## WYBRANY FRAGMENT
══════

Jest coś niesamowitego w tym, jak ostrożni, troskliwi i pomysłowi jesteśmy w obliczu mocno ograniczonych zasobów. Zastanawiające jest również, jak szybko zużywamy nasze zasoby, kiedy wydaje nam się, że mamy ich dużo. Problem tkwi w działaniu naszych umysłów. Kiedy mamy świadomość dostatku w odniesieniu do konkretnej sytuacji (np. pełna rolka papieru toaletowego), przekształcamy tę informację w beztroską wizję wiecznego dostatku (np. niekończące się zasoby papieru toaletowego w zasięgu ręki). Z tego właśnie powodu marnujemy to, co mamy, a nawet jeszcze gorzej - nie sprawdzamy zapasów, aby uchronić się przed ich wyczerpaniem. Po prostu zakładamy, że mamy papieru pod dostatkiem. Siadamy, robimy co do nas należy, a potem, sięgając po papier, trafiamy w powietrze. Cholera! Znów to samo.
A gdyby za każdym razem, kiedy zasiadasz na sedesie, na rolce były jedynie trzy listki papieru? Jeśli zawsze spodziewasz się skąpych zasobów, szybko nabierasz nawyku bycia bardzo ostrożnym podczas każdorazowego „sprzątania". Zanim zabierzesz się do „roboty", upewniłbyś się, że kosz z odpadami masz na kolanach. Być może nawet zmieniłbyś swoje zachowanie tak, by oszczędzić to, co masz, robiąc inne „przystanki", zanim dotrzesz do domu, jedząc więcej ryżu albo coś w tym stylu. Twoje nastawienie, koncentracja oraz Twoje działania uległyby zmianie, bo miałbyś nadzieję na mniejszą ilość pracy.
O Twoim sukcesie decyduje w pełni zdolność do oderwania się od jedynej metody, którą stosują wszyscy inni. Decyduje o nim to, jak używasz głowy, jak radzisz sobie z kluczowymi zasobami i na ile zdecydowanie usiłujesz osiągnąć „niemożliwe" za pomocą garstki tradycyjnych zasobów. Twój sukces zależy w pełni nie od poddania się i czekania na więcej rolek, ale od pracy z tym, czym dysponujesz. Ludzie, którzy postanawiają opanować tę wiedzę i wykorzystać ją w biznesie, należą do niewielkiej grupy - Toaletowych Przedsiębiorców!

══════

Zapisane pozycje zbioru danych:
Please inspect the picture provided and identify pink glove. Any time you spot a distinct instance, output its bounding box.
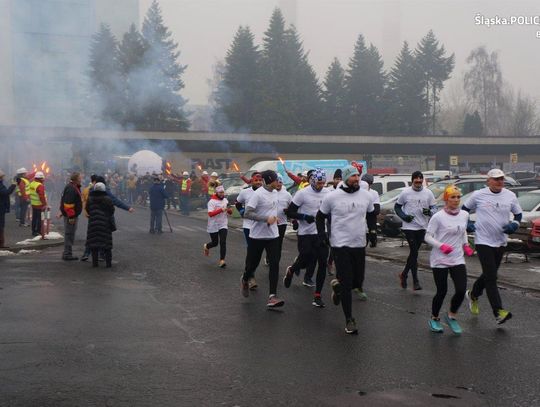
[439,243,454,254]
[463,244,474,257]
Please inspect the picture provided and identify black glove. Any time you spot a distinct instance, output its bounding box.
[317,233,330,246]
[403,215,414,223]
[303,215,315,224]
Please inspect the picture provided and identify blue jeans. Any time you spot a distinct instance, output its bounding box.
[150,209,163,232]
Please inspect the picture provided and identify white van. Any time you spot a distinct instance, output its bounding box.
[371,174,411,195]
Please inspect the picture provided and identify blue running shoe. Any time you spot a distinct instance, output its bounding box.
[429,318,444,334]
[444,315,463,335]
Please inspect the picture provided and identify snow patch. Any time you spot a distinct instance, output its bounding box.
[16,232,64,245]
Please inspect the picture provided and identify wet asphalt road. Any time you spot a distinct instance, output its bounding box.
[0,209,540,407]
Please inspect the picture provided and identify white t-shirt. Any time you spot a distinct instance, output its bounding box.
[206,198,229,233]
[465,187,521,247]
[277,187,292,225]
[236,187,255,229]
[426,209,469,268]
[320,188,375,247]
[247,187,279,239]
[396,187,435,230]
[292,185,329,236]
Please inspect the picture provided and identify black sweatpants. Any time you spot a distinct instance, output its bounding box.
[403,229,426,282]
[291,235,328,294]
[206,229,227,260]
[431,264,467,318]
[471,244,504,316]
[242,237,281,294]
[332,247,366,319]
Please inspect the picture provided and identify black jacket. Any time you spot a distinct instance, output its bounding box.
[60,182,82,218]
[86,191,114,249]
[0,181,17,214]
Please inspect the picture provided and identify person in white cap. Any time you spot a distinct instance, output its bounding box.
[180,171,191,216]
[15,167,30,227]
[203,185,232,268]
[316,165,375,334]
[0,170,17,249]
[463,168,522,324]
[207,171,221,200]
[26,171,48,236]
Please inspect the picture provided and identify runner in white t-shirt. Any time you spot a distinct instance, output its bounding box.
[425,185,473,335]
[316,166,375,334]
[241,170,284,308]
[463,168,522,324]
[394,171,435,290]
[283,168,329,307]
[203,185,232,268]
[235,171,262,291]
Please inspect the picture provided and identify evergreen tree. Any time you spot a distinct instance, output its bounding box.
[463,110,484,136]
[345,35,386,134]
[387,41,427,134]
[322,58,346,134]
[118,24,149,128]
[138,0,189,131]
[285,26,322,134]
[88,24,123,124]
[256,8,296,133]
[216,26,260,131]
[416,30,455,134]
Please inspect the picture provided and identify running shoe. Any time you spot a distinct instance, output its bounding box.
[345,318,358,335]
[353,288,367,301]
[465,290,480,315]
[302,279,315,288]
[330,278,341,305]
[283,266,294,288]
[495,309,512,325]
[444,315,463,335]
[398,273,407,288]
[266,295,285,308]
[240,277,249,298]
[429,318,444,334]
[311,295,324,308]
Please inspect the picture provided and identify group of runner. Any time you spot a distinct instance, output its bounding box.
[203,166,521,334]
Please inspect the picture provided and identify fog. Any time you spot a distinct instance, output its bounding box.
[140,0,540,104]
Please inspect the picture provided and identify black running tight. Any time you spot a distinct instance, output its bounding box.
[206,229,227,260]
[431,264,467,317]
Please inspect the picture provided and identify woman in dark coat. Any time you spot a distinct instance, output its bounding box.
[86,182,114,267]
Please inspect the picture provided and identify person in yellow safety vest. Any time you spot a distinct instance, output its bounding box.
[26,171,47,236]
[180,171,191,216]
[15,167,30,227]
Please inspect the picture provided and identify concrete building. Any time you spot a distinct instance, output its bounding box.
[0,0,139,127]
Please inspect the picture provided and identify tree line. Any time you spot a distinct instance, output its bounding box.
[85,0,538,136]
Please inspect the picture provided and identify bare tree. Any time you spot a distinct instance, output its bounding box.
[464,46,503,135]
[510,91,538,137]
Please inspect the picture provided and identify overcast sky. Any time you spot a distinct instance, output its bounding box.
[140,0,540,104]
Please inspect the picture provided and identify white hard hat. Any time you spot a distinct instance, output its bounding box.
[94,182,107,192]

══════

## CZĘŚCI ĆWICZENIA
A. Jak fragment o papierze toaletowym nazywa ludzi, którzy postanawiają opanować tę wiedzę i wykorzystać ją w biznesie?
B. Wypisz wszystkie trzy cechy, które według pierwszego zdania fragmentu o papierze toaletowym okazujemy w obliczu mocno ograniczonych zasobów.
C. Pisz dalej fragment o papierze toaletowym, zaczynając zaraz po jego ostatnim zdaniu.
Wiersze nie mają tu żadnego znaczenia.

## ODPOWIEDZI DO ZADAŃ
A. Toaletowi Przedsiębiorcy.

B. Ostrożni, troskliwi, pomysłowi.

C.
„Start-up bez pieniędzy" nie jest dla normalnie myślących ludzi
„Start-up bez pieniędzy" nie jest dla ludzi bojaźliwych ani dla cierpiących na nadwrażliwość jelita grubego. Ta książka jest dla ludzi, którzy pragną osiągnąć sukces jako przedsiębiorcy, wiedzą, że będzie ciężko i mają dość ikry, aby podjąć działanie. Nie jest ona dla tych, którzy tylko by chcieli i tych, którzy w kółko o tym mówią. Ta książka NIE jest dla ludzi, którzy chcieliby „spróbować czegoś nowego" jedynie w celu zidentyfikowania wszystkich „problemów" i udowodnienia, że od początku mieli rację. Wiesz, kim jesteś. A ta książka definitywnie nie jest dla ludzi, którzy uważają, że jedna książka lub pakiet materiałów może ich przenieść od nędzy do pieniędzy.
Książka StartUp bez pieniędzy jest dla ludzi, którzy chcą rzucić rękawicę status quo. Ta książka jest dla tych, którzy będą wyciągać nauki, zastosują je, wykorzystają swoje mocne strony i wtedy wezmą byka za rogi. Przede wszystkim zaś książka ta jest dla ludzi, którzy wezmą pełną odpowiedzialność za swój sukces lub porażkę. Sukces w biznesie nie polega na zdobyciu bogactwa - polega na poświęceniu. Czy w takim razie chcesz mieć rację, czy chcesz odnieść sukces? Ja wybieram sukces.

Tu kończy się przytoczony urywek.